-- REQUEST 1 --
Swap "white shirt" for "blue shirt" throughout the listing below and write out its lines again with everything else unchanged. Leave the picture out of your answer.

----- READING TEXT -----

“When I were a lad,” I found that a love of trains helped with my
geography and geography helped me with my love of trains. I gained a little
classroom kudos by knowing where places were [those that had sheds, anyway],
and getting around the country a bit at a relatively early age probably even
earned me a few test marks from time to time.
It just grew and grew
until I was a lifer as far as trains were concerned and a geographer, to boot.
One avant-garde branch of my subject in the trendy seventies was that of the
so-called phenomenologists. What it really boiled down to was a belief that you
could not explain the world solely in scientific or objective terms but you had
to also take into account the subjective dimension – how people perceive it.
That was interpreted
as an apparent weakness in the subject and contributed to accusations that
geography wasn’t seriously studying anything very much and gave other
disciplines opportunities to be rather sniffy and dismissive of it as a pseudo-science.
Before my own formal studies were complete, I remember becoming quite attached
to the notion of “a sense of place,” an idea that was thrown into the mix at around
the same time and which hinged on a theme borrowed from psychology that “the
whole is greater than the sum of its parts.” In our context, I suppose, it meant
that each place is unique and has its own characteristics that give it its own
distinctive feel, a concept that would be quite difficult to take issue with in
the first place but one which still appeals to me today.
I certainly think it
helped me to develop a keen sense of place itself, as well as of relative
locations. Our country packs in such a wide variety of landscape types into a comparatively
small area. There is a whole lifetime of different holidays to be had in the British Isles alone. I’m undertaking my own fieldwork
exercises to try to prove it.
Circumstance
eventually parachuted me into a very central area of our own landmass. On the
downside, we are a long way from the sea. In the plus column, we are tied up in
Notts between the A1 and the M1 and therefore fairly handily situated for
travelling in every direction. I am also well placed for attending railwayana
auctions and for many of the heritage railways. Although we are seven miles
from a railhead, once on the trains we benefit from that centrality again.
An early attraction for
us was the wide range of essential services available in our steadily expanding
commuter village, with its non-expanding main street. That operates now as a
kind of restrictive gastric band that is somehow not quite working in the way it
is supposed to. We have not yet required the attention of the mole catcher [“No
Mole, No Fee,” as the advertisement in the bus shelter reminds us]. Our own moles
are still drawing a blank beneath the stone slabs of the patio. The fortune
teller on Main Street
works Tuesdays only. Our calamities have tended to fall much later on in the
week, so on the occasions that we might have benefited from a quick peek into
the future to see if we would be able to put things right, we have just had to stick
with the tea leaves, instead.

----- EXTRACTED INFORMATION -----

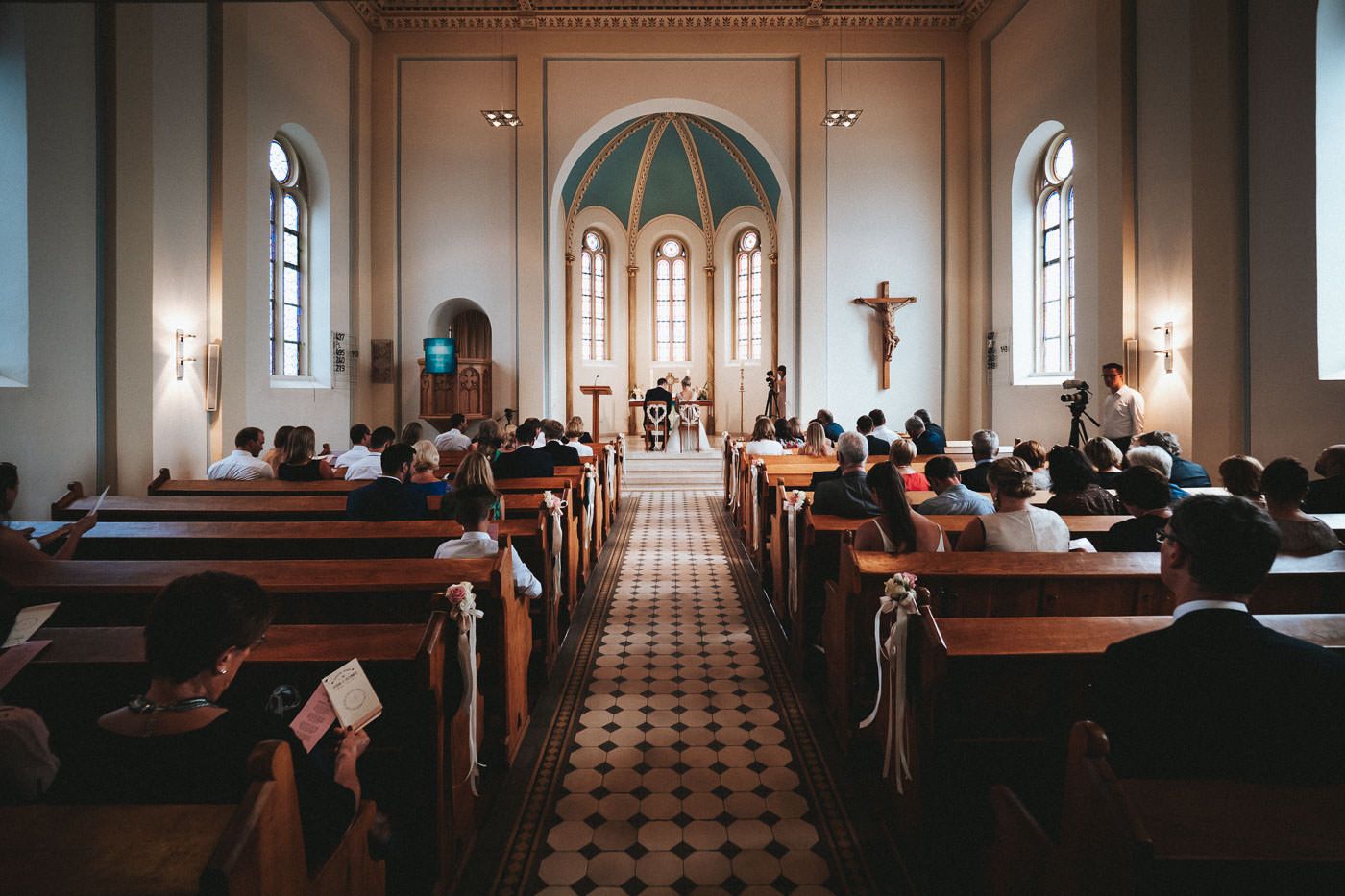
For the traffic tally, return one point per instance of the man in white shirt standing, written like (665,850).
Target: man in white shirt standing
(244,463)
(358,447)
(453,437)
(1122,408)
(474,513)
(372,465)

-----

-- REQUEST 2 --
According to the essay on trains and geography, on which day does the fortune teller on Main Street work?

-- TASK RESULT 1 --
For the traffic tally, return one point per instance of the man in blue shirt standing, written like (665,850).
Target: man in blue shirt standing
(244,463)
(358,447)
(453,437)
(1122,408)
(474,513)
(372,465)

-- TASK RESULT 2 --
The fortune teller works on Tuesdays only.